[Region pointing data]
□ □ □ □ □ □ □

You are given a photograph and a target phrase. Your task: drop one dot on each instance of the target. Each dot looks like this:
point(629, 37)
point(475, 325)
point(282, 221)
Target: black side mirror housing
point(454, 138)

□ □ □ □ □ □ □

What is needed »
Copy out all the entries shown above, character for character.

Solution for this problem »
You are given a photograph and a target phrase. Your task: drop one dot on each instance of the target. Each dot looks like this:
point(629, 37)
point(475, 325)
point(282, 221)
Target: black side mirror housing
point(454, 138)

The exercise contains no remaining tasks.